━━━━━ INPUT DATA

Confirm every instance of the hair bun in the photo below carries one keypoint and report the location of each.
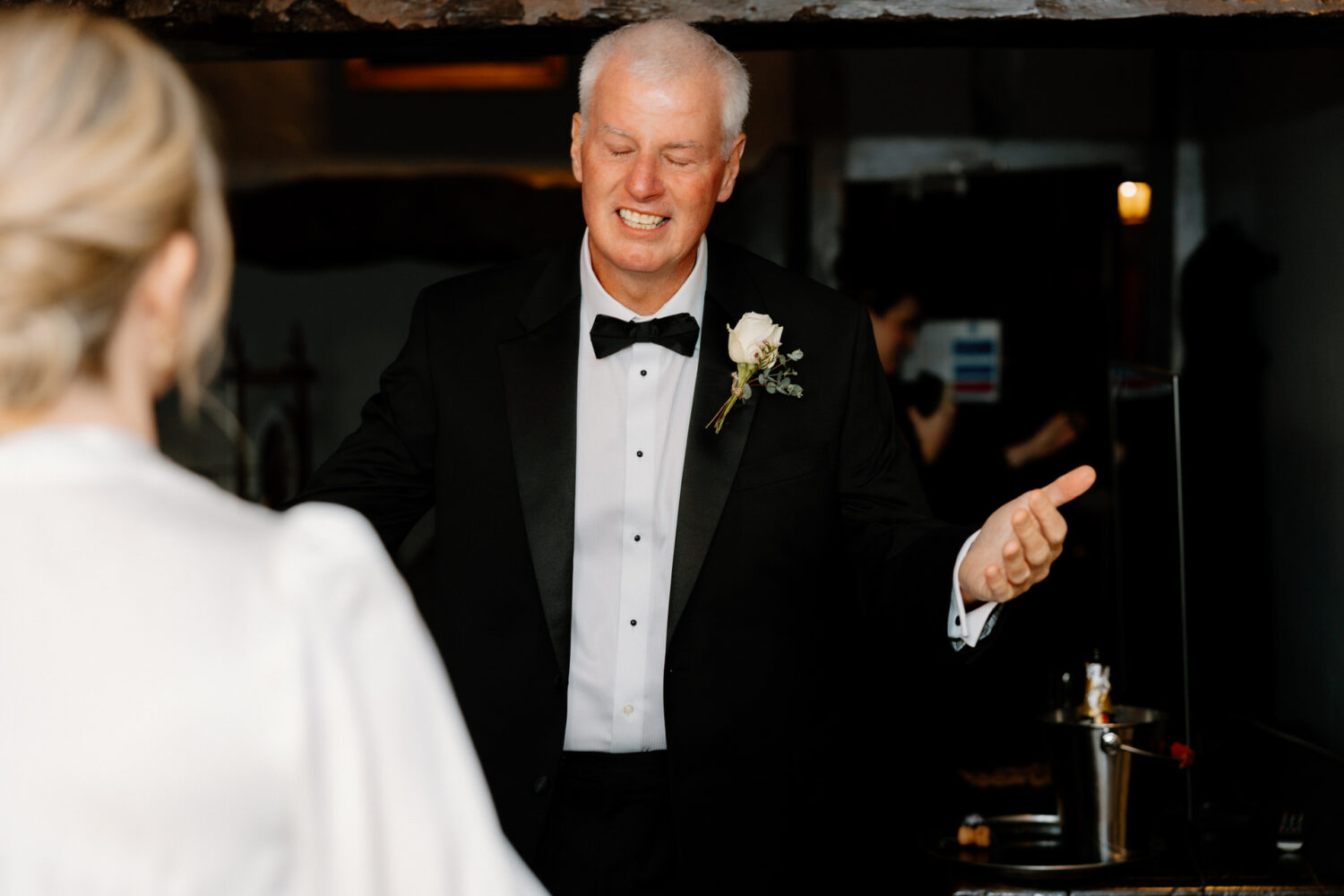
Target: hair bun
(40, 349)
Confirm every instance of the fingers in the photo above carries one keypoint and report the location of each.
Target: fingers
(1030, 533)
(1015, 564)
(1070, 485)
(997, 583)
(1050, 520)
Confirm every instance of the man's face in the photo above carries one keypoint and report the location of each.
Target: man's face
(652, 169)
(897, 331)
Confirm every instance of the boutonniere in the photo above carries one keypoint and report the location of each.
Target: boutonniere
(754, 344)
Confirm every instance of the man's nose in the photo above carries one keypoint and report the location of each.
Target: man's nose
(644, 182)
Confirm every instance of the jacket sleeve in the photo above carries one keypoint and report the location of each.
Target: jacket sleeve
(903, 556)
(384, 469)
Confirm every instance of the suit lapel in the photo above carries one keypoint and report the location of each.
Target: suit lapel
(539, 371)
(711, 460)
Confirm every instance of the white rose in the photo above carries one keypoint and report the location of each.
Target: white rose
(746, 340)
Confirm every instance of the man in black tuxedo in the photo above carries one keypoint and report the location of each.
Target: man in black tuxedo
(645, 619)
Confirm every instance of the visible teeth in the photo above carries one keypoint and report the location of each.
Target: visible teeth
(640, 220)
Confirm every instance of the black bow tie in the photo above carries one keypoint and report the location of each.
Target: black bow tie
(676, 332)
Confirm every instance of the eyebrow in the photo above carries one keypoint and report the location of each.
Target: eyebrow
(680, 144)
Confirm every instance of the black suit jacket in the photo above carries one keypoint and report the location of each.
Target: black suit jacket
(800, 524)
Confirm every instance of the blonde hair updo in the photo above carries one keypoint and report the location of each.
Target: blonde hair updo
(104, 155)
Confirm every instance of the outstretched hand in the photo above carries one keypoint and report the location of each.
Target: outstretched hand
(1021, 540)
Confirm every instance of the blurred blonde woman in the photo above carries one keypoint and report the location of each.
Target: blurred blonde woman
(196, 694)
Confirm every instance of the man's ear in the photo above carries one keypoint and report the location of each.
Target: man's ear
(730, 169)
(575, 148)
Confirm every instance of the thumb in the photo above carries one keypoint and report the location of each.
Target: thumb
(1070, 485)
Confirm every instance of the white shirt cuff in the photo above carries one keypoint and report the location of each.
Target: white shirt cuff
(965, 629)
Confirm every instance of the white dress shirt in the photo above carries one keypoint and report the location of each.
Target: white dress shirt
(632, 422)
(201, 696)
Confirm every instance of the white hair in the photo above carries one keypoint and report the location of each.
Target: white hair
(661, 50)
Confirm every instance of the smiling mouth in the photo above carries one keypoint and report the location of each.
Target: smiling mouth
(642, 222)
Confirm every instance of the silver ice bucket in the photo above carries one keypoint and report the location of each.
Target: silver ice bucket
(1107, 802)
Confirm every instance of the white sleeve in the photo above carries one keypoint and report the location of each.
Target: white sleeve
(967, 629)
(394, 799)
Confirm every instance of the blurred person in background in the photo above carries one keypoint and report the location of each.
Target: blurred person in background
(926, 411)
(198, 694)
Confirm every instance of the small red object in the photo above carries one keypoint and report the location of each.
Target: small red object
(1185, 754)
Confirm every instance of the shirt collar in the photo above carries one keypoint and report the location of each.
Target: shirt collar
(594, 300)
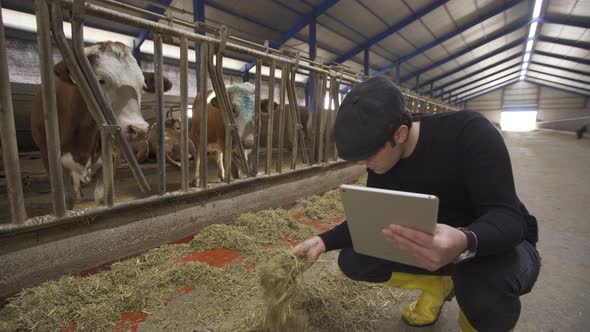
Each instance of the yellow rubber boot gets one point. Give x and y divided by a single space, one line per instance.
435 291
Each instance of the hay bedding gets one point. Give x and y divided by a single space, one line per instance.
276 295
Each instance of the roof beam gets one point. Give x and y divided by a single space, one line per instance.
305 21
488 90
576 22
448 36
557 88
562 84
504 32
391 30
560 77
143 34
562 57
564 42
574 71
474 62
482 84
479 79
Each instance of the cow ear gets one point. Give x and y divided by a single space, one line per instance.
62 72
149 82
214 102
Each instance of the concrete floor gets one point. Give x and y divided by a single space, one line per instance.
552 178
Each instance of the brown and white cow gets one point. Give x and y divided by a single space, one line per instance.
172 146
288 125
242 99
122 82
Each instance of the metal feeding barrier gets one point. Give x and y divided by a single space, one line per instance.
321 149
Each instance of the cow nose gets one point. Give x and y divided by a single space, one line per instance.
136 132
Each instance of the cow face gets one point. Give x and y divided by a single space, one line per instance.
122 82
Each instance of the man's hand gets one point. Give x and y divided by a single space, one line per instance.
312 248
430 251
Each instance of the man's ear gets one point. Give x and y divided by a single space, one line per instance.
401 134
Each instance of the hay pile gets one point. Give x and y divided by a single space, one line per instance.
224 299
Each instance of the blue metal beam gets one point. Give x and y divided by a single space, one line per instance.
475 62
569 70
559 76
556 88
563 57
562 84
481 78
564 42
485 83
391 30
511 29
460 30
143 34
487 90
366 61
578 23
315 12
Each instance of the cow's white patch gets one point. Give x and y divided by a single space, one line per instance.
123 85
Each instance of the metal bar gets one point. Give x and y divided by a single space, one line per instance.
561 84
309 19
471 74
112 15
184 165
556 88
106 142
204 53
489 90
479 80
336 109
50 109
564 42
14 189
559 76
284 77
329 124
256 119
88 84
270 123
514 27
292 109
160 113
562 57
479 92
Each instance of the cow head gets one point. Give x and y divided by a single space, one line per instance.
122 83
241 96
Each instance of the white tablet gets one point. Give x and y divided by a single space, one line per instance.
368 210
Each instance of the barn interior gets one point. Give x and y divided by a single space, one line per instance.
523 64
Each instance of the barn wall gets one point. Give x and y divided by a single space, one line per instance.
552 104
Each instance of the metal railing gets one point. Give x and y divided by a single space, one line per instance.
322 148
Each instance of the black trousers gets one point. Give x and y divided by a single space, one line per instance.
488 289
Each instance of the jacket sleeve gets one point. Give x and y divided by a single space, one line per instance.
499 222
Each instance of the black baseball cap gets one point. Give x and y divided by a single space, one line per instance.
367 117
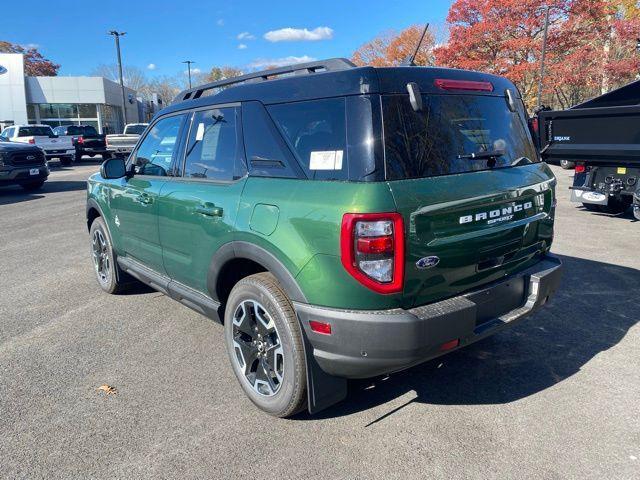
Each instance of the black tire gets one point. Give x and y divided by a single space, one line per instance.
263 293
111 280
33 185
567 165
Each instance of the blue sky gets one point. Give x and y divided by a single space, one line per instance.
160 34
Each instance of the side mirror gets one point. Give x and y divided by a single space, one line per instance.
113 168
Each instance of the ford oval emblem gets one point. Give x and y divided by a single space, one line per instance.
427 262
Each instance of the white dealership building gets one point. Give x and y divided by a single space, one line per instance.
61 100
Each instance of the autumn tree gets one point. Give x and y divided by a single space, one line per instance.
392 48
35 65
590 45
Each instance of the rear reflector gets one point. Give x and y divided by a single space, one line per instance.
450 345
320 327
448 84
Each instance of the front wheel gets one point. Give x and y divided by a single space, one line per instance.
109 276
264 343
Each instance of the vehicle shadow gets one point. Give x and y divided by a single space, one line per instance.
592 311
16 194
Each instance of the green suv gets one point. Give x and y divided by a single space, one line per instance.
341 222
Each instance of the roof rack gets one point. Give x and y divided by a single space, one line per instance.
331 64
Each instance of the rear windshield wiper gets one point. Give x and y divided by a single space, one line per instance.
482 155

━━━━━━━━━━

▶ _TASK OBJECTIVE_:
The required output is the exact run of lines from the start of the records through the line containing "Confirm every instance of the man in", both ends included, with no pictures.

▶ _ANSWER FOR THE TASK_:
Confirm every instance of the hair bun in the photo below carries one keypoint and report the location of each.
Target: hair bun
(40, 349)
Confirm every instance of the fingers in the photo above carries one keypoint and report the location of each.
Target: fingers
(1030, 533)
(1015, 564)
(1070, 485)
(997, 583)
(1050, 520)
Confirm every instance of the man's face in the photo above carries one keypoint and report the location of each.
Target: man's face
(652, 169)
(897, 331)
Confirm every instance of the boutonniere in the photo above carries one keypoint and report the location of each.
Target: boutonniere
(754, 344)
Confirm every instance of the man's nose in the photo above carries one keypoint and report the location of each.
Target: man's nose
(644, 182)
Confirm every instance of the jacket sleeve in the photo above carries one keypoint and report the location of each.
Target: jacket sleeve
(903, 556)
(384, 469)
Confirm every instance of the suit lapel in the photo above carries one keypoint and report the location of each.
Target: suit lapel
(539, 371)
(711, 460)
Confirm every instance of the white rose in the photo above carries one keypoint and report the location of each.
Target: white rose
(746, 340)
Confirm every instance of the man in black tuxedo in the photo above carries one keypoint and report the location of each.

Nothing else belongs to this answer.